• Exercise brief:
Retype the entries below word for word, starting at the line that contains "Indicate the person's" and continuing through the end of the entries, both ends included.
· · · · · · ·
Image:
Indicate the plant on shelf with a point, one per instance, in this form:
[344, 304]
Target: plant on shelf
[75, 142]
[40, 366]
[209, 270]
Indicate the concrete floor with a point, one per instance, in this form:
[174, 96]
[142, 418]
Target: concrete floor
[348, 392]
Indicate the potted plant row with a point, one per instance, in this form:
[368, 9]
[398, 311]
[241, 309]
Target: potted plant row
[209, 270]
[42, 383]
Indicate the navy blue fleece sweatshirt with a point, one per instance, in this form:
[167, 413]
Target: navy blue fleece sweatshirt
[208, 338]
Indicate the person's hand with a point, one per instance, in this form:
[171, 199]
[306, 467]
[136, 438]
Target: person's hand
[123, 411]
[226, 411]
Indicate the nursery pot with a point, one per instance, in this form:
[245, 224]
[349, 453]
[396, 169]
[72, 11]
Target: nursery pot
· · · · · · ·
• Solution to this problem:
Indicate the person's hand with a point, one per instance, in this form:
[171, 199]
[306, 467]
[136, 438]
Target: person's hand
[123, 411]
[226, 411]
Indicate the nursery pot with a point, one per instance, in this form:
[245, 224]
[349, 453]
[396, 169]
[72, 11]
Target: nursery pot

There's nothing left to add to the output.